** BEGIN Raw data **

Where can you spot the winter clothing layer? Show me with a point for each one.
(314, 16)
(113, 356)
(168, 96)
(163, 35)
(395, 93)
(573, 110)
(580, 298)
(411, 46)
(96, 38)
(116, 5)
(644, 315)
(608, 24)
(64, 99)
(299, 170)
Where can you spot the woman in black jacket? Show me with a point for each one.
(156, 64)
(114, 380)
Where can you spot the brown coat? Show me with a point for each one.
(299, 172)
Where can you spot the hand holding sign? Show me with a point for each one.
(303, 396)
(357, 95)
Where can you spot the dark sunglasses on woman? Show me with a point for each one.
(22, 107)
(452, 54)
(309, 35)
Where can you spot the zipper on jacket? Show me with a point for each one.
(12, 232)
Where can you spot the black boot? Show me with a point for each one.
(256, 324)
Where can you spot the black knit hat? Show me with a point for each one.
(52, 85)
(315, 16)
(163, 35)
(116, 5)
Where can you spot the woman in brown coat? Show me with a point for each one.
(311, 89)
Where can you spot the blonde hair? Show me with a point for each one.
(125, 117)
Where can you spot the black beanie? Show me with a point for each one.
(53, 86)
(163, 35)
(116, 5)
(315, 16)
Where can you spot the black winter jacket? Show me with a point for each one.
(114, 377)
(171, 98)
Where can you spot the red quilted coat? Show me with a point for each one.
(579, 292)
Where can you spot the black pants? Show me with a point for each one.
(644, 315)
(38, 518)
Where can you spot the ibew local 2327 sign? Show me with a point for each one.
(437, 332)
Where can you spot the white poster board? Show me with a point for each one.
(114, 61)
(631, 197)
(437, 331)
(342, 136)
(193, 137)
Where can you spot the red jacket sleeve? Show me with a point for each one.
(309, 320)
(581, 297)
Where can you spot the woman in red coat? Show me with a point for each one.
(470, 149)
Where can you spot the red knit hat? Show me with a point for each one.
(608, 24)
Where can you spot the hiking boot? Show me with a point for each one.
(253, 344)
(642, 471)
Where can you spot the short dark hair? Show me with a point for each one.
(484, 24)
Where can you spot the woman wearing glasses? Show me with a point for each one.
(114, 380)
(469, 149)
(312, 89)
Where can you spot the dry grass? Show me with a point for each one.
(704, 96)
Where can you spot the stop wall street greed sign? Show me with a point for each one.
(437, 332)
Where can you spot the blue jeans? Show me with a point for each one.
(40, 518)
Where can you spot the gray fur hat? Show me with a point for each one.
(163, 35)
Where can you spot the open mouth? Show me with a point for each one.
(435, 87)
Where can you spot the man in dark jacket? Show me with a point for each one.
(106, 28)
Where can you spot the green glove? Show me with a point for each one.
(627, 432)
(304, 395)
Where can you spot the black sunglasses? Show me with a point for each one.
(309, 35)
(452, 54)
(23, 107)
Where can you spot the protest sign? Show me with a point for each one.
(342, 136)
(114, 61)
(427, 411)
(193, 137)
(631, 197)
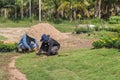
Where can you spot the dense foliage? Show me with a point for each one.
(56, 9)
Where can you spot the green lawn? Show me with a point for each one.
(4, 60)
(81, 64)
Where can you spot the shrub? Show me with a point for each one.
(7, 47)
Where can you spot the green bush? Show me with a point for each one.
(7, 47)
(113, 29)
(114, 20)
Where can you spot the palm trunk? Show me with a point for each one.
(30, 8)
(21, 9)
(99, 9)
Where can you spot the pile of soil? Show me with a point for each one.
(44, 28)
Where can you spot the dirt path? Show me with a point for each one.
(14, 73)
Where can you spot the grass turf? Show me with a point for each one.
(81, 64)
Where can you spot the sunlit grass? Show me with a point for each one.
(81, 64)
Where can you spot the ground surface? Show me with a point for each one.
(67, 41)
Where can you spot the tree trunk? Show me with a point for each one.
(99, 9)
(5, 12)
(21, 9)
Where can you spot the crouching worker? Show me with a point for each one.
(27, 43)
(49, 45)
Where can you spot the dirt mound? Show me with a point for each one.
(45, 28)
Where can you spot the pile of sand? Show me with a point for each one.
(44, 28)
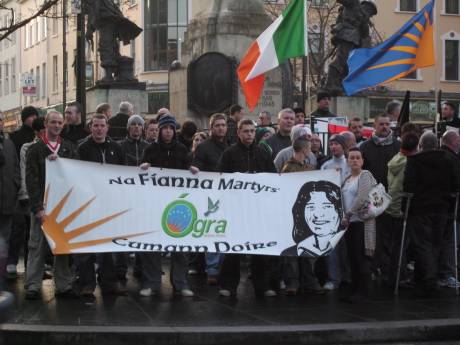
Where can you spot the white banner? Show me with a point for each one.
(108, 208)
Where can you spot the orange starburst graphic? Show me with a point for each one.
(56, 230)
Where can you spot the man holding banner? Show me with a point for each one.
(49, 147)
(247, 157)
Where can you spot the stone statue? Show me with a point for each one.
(107, 18)
(351, 31)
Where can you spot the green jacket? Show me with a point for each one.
(396, 167)
(35, 170)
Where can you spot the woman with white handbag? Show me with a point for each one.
(360, 236)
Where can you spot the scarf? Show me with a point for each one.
(388, 140)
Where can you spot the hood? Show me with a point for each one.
(397, 164)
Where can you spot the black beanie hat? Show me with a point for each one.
(27, 112)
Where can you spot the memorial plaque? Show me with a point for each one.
(211, 83)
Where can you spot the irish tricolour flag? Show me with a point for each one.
(285, 38)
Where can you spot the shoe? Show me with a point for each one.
(316, 290)
(11, 272)
(32, 295)
(67, 294)
(212, 281)
(147, 292)
(225, 293)
(186, 293)
(291, 291)
(329, 286)
(87, 292)
(270, 293)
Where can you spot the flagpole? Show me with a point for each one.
(436, 77)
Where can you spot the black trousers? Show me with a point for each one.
(265, 271)
(427, 234)
(360, 264)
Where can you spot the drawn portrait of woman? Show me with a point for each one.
(317, 214)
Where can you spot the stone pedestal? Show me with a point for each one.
(227, 27)
(114, 94)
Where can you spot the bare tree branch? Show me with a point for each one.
(11, 27)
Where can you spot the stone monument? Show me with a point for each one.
(118, 82)
(217, 37)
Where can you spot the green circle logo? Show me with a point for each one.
(178, 218)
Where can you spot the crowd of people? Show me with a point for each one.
(420, 172)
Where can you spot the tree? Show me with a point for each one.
(14, 23)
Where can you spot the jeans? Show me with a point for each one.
(213, 263)
(427, 234)
(151, 271)
(38, 251)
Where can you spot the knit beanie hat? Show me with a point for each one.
(27, 112)
(299, 131)
(166, 120)
(135, 119)
(260, 132)
(340, 140)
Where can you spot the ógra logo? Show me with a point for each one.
(180, 218)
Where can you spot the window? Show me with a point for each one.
(408, 5)
(451, 60)
(165, 22)
(55, 22)
(13, 75)
(37, 82)
(7, 78)
(44, 90)
(452, 6)
(55, 73)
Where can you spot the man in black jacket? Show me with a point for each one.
(21, 222)
(377, 151)
(431, 177)
(206, 158)
(101, 149)
(451, 144)
(50, 146)
(168, 153)
(117, 123)
(247, 157)
(74, 129)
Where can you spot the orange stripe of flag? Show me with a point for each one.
(252, 89)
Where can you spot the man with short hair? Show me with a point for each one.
(265, 119)
(350, 139)
(355, 125)
(117, 123)
(282, 138)
(50, 147)
(298, 131)
(299, 116)
(377, 151)
(336, 261)
(9, 186)
(323, 100)
(21, 222)
(236, 114)
(105, 109)
(431, 177)
(450, 143)
(449, 115)
(99, 148)
(256, 160)
(151, 132)
(74, 130)
(206, 158)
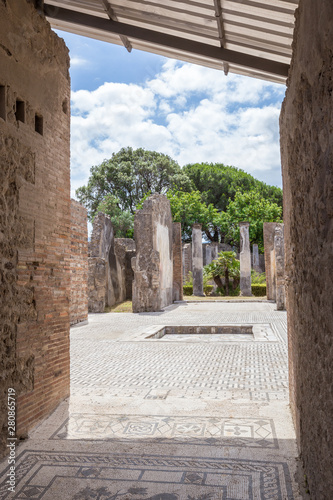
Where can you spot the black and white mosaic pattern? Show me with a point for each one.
(82, 476)
(210, 431)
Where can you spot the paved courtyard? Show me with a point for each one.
(195, 415)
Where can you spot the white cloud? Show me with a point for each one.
(192, 113)
(78, 61)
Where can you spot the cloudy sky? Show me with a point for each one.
(192, 113)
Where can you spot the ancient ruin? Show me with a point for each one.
(197, 261)
(35, 215)
(78, 310)
(274, 262)
(153, 264)
(110, 274)
(255, 258)
(35, 225)
(177, 261)
(245, 260)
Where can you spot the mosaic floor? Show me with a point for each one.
(186, 419)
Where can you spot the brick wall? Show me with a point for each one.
(79, 264)
(35, 214)
(307, 159)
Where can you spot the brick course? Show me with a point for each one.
(35, 216)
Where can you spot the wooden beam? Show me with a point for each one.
(110, 12)
(175, 42)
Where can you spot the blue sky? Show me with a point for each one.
(192, 113)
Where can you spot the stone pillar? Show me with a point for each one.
(153, 264)
(245, 260)
(269, 233)
(208, 254)
(279, 267)
(255, 256)
(307, 159)
(215, 251)
(197, 261)
(177, 261)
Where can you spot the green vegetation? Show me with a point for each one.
(225, 272)
(258, 278)
(219, 183)
(214, 195)
(128, 176)
(258, 290)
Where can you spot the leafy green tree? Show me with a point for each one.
(250, 207)
(122, 220)
(188, 209)
(219, 183)
(226, 267)
(128, 175)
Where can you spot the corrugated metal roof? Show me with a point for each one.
(248, 37)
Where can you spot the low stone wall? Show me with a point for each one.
(78, 309)
(153, 264)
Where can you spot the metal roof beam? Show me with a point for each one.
(110, 12)
(175, 42)
(219, 19)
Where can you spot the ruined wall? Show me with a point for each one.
(108, 266)
(269, 233)
(187, 260)
(34, 214)
(153, 266)
(125, 251)
(79, 264)
(307, 159)
(177, 261)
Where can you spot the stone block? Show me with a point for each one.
(153, 264)
(197, 260)
(245, 260)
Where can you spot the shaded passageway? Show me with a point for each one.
(186, 416)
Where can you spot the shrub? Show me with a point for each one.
(188, 289)
(258, 278)
(208, 289)
(234, 292)
(258, 290)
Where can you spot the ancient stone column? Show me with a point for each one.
(153, 264)
(197, 261)
(255, 258)
(177, 261)
(245, 260)
(187, 260)
(214, 250)
(269, 233)
(279, 267)
(208, 254)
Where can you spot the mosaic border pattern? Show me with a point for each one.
(199, 431)
(141, 477)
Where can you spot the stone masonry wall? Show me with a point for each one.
(307, 159)
(153, 266)
(79, 264)
(177, 261)
(269, 233)
(109, 272)
(34, 215)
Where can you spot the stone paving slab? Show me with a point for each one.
(167, 420)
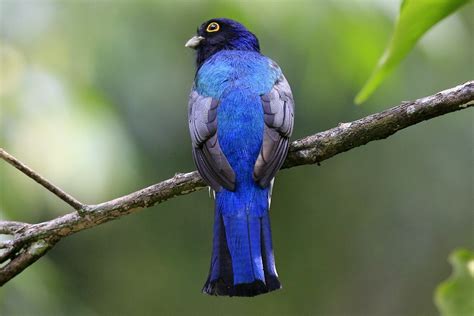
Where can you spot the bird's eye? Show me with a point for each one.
(213, 27)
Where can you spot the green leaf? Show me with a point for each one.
(415, 18)
(455, 296)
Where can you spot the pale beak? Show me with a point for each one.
(194, 42)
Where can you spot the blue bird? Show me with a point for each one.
(240, 119)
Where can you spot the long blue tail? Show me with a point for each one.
(242, 261)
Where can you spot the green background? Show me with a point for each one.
(93, 95)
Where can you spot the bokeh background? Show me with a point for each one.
(93, 95)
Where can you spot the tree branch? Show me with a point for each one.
(38, 178)
(31, 241)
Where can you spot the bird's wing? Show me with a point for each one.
(278, 109)
(208, 156)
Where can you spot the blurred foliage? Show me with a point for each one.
(455, 296)
(94, 97)
(416, 17)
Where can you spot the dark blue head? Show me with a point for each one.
(221, 34)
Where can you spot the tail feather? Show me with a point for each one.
(242, 261)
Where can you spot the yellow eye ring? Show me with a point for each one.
(213, 27)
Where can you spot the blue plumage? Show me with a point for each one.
(241, 117)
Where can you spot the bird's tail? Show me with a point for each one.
(242, 261)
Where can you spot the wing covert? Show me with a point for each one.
(207, 154)
(278, 109)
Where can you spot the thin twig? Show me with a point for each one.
(31, 241)
(44, 182)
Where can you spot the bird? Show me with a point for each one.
(240, 115)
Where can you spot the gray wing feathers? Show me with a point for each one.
(278, 109)
(208, 156)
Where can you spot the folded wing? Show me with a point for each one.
(208, 156)
(278, 108)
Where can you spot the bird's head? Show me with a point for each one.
(221, 34)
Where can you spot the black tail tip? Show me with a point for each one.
(221, 288)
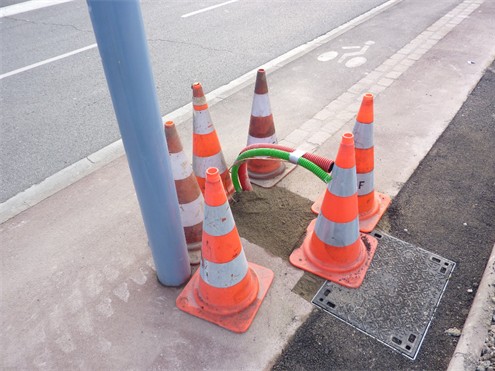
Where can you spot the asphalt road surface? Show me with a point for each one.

** END Raw data **

§ Goal
Exactly the lines from the line with "Where can you spot the dark blue" through the last line of the listing, both included, should be extracted, and the pictures left behind.

§ Final result
Where can you spot the dark blue head? Show me with a point for each one.
(221, 34)
Where can you spot the tail feather? Show me with a point for each one.
(242, 261)
Where can you spot the yellow eye ring? Show me with a point for each one.
(213, 27)
Where can you spot the blue plumage? Show me with a point for each one.
(241, 117)
Where can you spot the bird's tail? Show me with a point for each one.
(242, 261)
Where can you spot the wing covert? Show me with a point for each one.
(207, 154)
(278, 109)
Where can you spot the thin twig? Show me with a point for each one.
(31, 241)
(44, 182)
Where can you spot the bird? Show me with a point for each one.
(240, 115)
Where can you spot the gray wing feathers? Show me with a point for each one.
(278, 109)
(208, 156)
Where can you spot the folded wing? Show me with a point for each one.
(208, 156)
(278, 108)
Where can you spot the bird's head? Show me with a point for each one.
(221, 34)
Where can you spot the black tail tip? Show me with a point for each one.
(221, 288)
Where can you spot the asphalt road surface? Show me with a point for each one.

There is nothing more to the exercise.